LISTED RECORDS Block Start

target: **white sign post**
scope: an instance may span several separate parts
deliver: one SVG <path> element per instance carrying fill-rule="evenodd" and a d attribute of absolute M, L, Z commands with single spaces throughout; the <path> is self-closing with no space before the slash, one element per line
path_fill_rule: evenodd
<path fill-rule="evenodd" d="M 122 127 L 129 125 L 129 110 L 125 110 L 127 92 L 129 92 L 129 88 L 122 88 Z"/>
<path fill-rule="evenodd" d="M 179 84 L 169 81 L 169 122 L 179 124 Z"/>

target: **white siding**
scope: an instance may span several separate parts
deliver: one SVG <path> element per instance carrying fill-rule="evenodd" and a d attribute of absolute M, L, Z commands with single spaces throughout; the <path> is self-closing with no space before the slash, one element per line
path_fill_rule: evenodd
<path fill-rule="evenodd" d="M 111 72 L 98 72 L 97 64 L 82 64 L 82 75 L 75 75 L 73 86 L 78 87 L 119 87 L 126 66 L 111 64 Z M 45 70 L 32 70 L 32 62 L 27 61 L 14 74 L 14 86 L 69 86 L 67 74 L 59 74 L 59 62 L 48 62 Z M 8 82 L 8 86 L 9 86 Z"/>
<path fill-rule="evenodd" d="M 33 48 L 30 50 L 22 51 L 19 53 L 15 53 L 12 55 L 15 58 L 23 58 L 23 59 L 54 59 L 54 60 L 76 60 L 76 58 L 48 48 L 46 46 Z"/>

LISTED RECORDS Block End

▸ **WHAT TO PRODUCE**
Everything in the data above should be output exactly as it stands.

▸ **ANSWER TO THIS TASK**
target: **white sign post**
scope: an instance may span several separate parts
deliver: one SVG <path> element per instance carrying fill-rule="evenodd" and a d attribute of absolute M, L, Z commands with single spaces throughout; the <path> is self-closing with no space before the slash, one element per line
path_fill_rule: evenodd
<path fill-rule="evenodd" d="M 122 127 L 129 125 L 129 110 L 125 110 L 127 92 L 129 92 L 129 88 L 122 88 Z"/>
<path fill-rule="evenodd" d="M 179 84 L 169 81 L 169 122 L 179 124 Z"/>

target: **white siding**
scope: an instance may span several separate parts
deliver: one SVG <path> element per instance carrying fill-rule="evenodd" and a d attribute of absolute M, L, Z commands with single spaces throughout; the <path> is self-closing with no space before the slash, one element per line
path_fill_rule: evenodd
<path fill-rule="evenodd" d="M 111 72 L 98 72 L 97 64 L 82 64 L 82 75 L 75 75 L 73 86 L 78 87 L 119 87 L 126 66 L 111 64 Z M 45 70 L 32 70 L 32 62 L 27 61 L 14 74 L 14 86 L 69 86 L 67 74 L 59 74 L 59 62 L 48 62 Z M 8 82 L 8 86 L 9 86 Z"/>
<path fill-rule="evenodd" d="M 33 48 L 30 50 L 22 51 L 19 53 L 15 53 L 12 55 L 15 58 L 23 58 L 23 59 L 54 59 L 54 60 L 76 60 L 76 58 L 48 48 L 46 46 Z"/>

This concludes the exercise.